__Objective__
Rewrite the material below, substituting "pixel positions" for "pixel coordinates" and leaving every other word unchanged.
** START Given records **
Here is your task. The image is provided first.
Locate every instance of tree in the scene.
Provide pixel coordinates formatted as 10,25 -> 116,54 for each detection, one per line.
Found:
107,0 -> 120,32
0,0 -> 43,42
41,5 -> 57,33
** END Given records **
__Reply__
Here is your task. The image is provided first.
Locate every instance of tree in the scene.
Provide pixel positions formatted as 10,25 -> 116,54 for each detection, one per line.
Found:
107,0 -> 120,32
0,0 -> 43,42
41,5 -> 57,33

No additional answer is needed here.